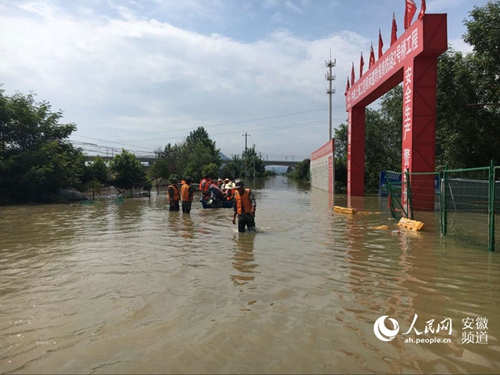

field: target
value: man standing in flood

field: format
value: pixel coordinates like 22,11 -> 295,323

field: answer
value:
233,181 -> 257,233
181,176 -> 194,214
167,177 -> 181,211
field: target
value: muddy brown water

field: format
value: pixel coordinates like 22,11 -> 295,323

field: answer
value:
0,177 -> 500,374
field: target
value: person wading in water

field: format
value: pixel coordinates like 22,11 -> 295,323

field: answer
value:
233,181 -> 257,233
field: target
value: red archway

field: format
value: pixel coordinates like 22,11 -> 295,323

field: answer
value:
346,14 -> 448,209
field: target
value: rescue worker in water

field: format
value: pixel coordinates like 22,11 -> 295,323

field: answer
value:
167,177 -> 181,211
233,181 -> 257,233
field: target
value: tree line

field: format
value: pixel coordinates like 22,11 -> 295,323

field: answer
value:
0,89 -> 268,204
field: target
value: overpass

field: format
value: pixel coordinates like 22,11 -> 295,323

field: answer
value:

____________________

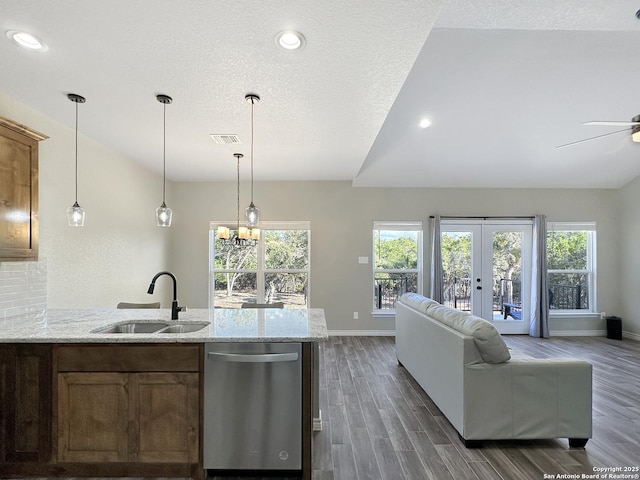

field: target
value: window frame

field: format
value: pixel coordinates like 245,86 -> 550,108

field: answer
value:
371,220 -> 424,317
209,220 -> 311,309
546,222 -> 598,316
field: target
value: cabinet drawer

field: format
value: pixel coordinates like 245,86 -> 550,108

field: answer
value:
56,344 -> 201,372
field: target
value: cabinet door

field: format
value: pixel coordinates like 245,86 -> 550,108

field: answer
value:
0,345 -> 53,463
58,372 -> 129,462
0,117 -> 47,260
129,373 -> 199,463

____________________

__What you will do__
Identify every line above that contains the word "water", and copy each of those lines in full.

__Task solution__
value: muddy brown water
value: person wading in water
value: rescue worker in water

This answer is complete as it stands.